• Tasks to perform:
[a] From the passage on resignation from public office below, retype the part starting with "2) An act of" and going on through "or position. (Ibid.)".
[b] Answer these from the passage on resignation from public office below, one line each:
(i) Which article of the Revised Penal Code penalizes abandonment of office or position?
(ii) What is the final or conclusive act of a resignation's acceptance?
(iii) What does a "courtesy resignation" manifest instead of an intention to surrender the position?

• Source text:
□ □ □ □ □ □ □
Resignation implies an expression of the incumbent in some form, express or implied, of the intention to surrender, renounce, and relinquish the office and the acceptance by competent and lawful authority. (Republic v. Singun, G.R. No. 149356, 14 March 2008)

a) Requisites

To constitute a complete and operative resignation from public office, there must be:

1) An intention to relinquish a part of the term;

2) An act of relinquishment; and,

3) An acceptance by the proper authority. (Ibid.)

b) Acceptance, required

Acceptance is necessary for resignation of a public officer to be operative and effective. Without acceptance, resignation is nothing and the officer remains in office. (Ibid.)

Resignation to be effective must be accepted by competent authority, either in terms or by something tantamount to an acceptance, such as the appointment of the successor. (Ibid.)

(1) Abandonment of office or position

A public officer cannot abandon his office before his resignation is accepted, otherwise the officer is subject to the penal provisions of Article 238 of the Revised Penal Code, i.e. abandonment of office or position. (Ibid.)

(2) Notice of acceptance

The final or conclusive act of a resignation’s acceptance is the notice of acceptance. The incumbent official would not be in a position to determine the acceptance of his resignation unless he had been duly notified therefor. (Ibid.)

NB: Even if there exists a notice of acceptance but it was never made known to the public official/employee, the resignation remains incomplete and inoperative.

Case Law

1) In one case, there was nothing in the records to show that respondent was duly informed of the acceptance of his resignation. There was no indication that respondent received a copy of his 12 November 1999 application for leave of absence and resignation as accepted by Director Hipolito. Neither was there any indication that respondent received Director Hipolito’s 12 November 1999 Memorandum informing him of the acceptance of his resignation. Therefore, espondent’s resignation was incomplete and inoperative because respondent was not notified of the acceptance of his resignation. (Ibid.)

c) Withdrawal allowed prior to acceptance

Until the resignation is accepted, the tender or offer to resign is revocable. And the resignation is not effective where it was withdrawn before it was accepted. (Ibid.)

Case Law

1) In this case, since respondent’s resignation was not finally and conclusively accepted as he was not duly notified of its acceptance, respondent could validly withdraw his resignation. There was no need for Director Hipolito to accept the withdrawal of resignation since there was no valid acceptance of the application of resignation in the first place. Undersecretary Ordoñez also validly issued the detail order as respondent had not effectively resigned from DTI-RO2. (Ibid.)

d) Courtesy resignation

A “courtesy resignation” cannot properly be interpreted as resignation in the legal sense for it is not necessarily a reflection of a public official’s intention to surrender his position. Rather, it manifests his submission to the will of the political authority and the appointing power. (Ortiz v. COMELEC, G.R. No. 189698, 22 February 2010)
□ □ □ □ □ □ □
• Dataset excerpt:
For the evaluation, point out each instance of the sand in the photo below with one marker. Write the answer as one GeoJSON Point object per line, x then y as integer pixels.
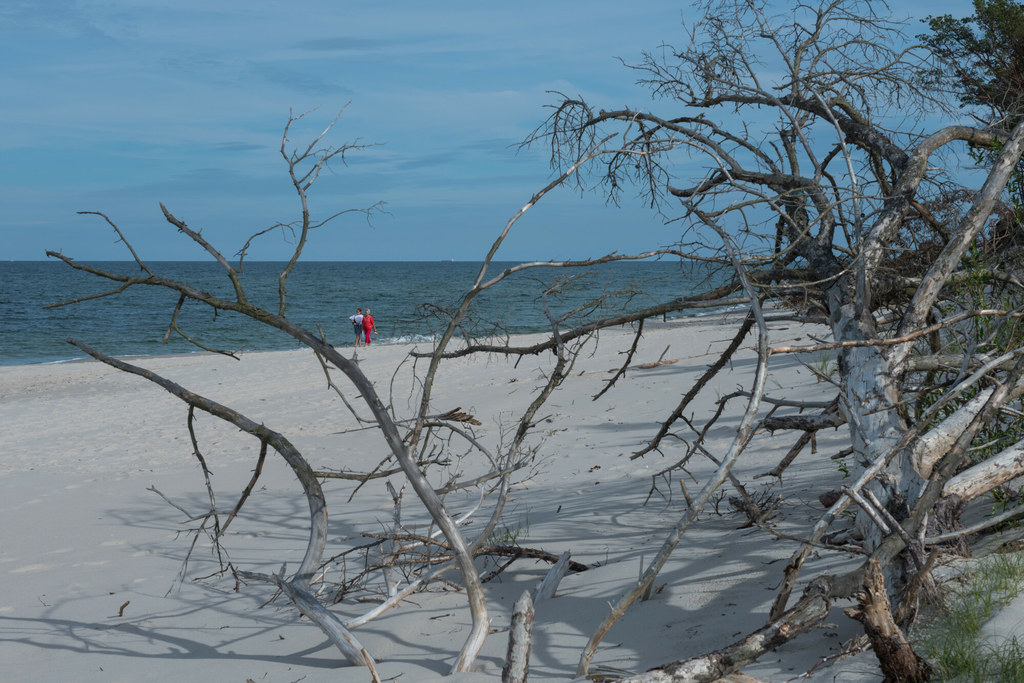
□ □ □ □ □ □ □
• Answers below:
[a]
2) An act of relinquishment; and,

3) An acceptance by the proper authority. (Ibid.)

b) Acceptance, required

Acceptance is necessary for resignation of a public officer to be operative and effective. Without acceptance, resignation is nothing and the officer remains in office. (Ibid.)

Resignation to be effective must be accepted by competent authority, either in terms or by something tantamount to an acceptance, such as the appointment of the successor. (Ibid.)

(1) Abandonment of office or position

A public officer cannot abandon his office before his resignation is accepted, otherwise the officer is subject to the penal provisions of Article 238 of the Revised Penal Code, i.e. abandonment of office or position. (Ibid.)

[b]
(i) Article 238.
(ii) The notice of acceptance.
(iii) The official's submission to the will of the political authority and the appointing power.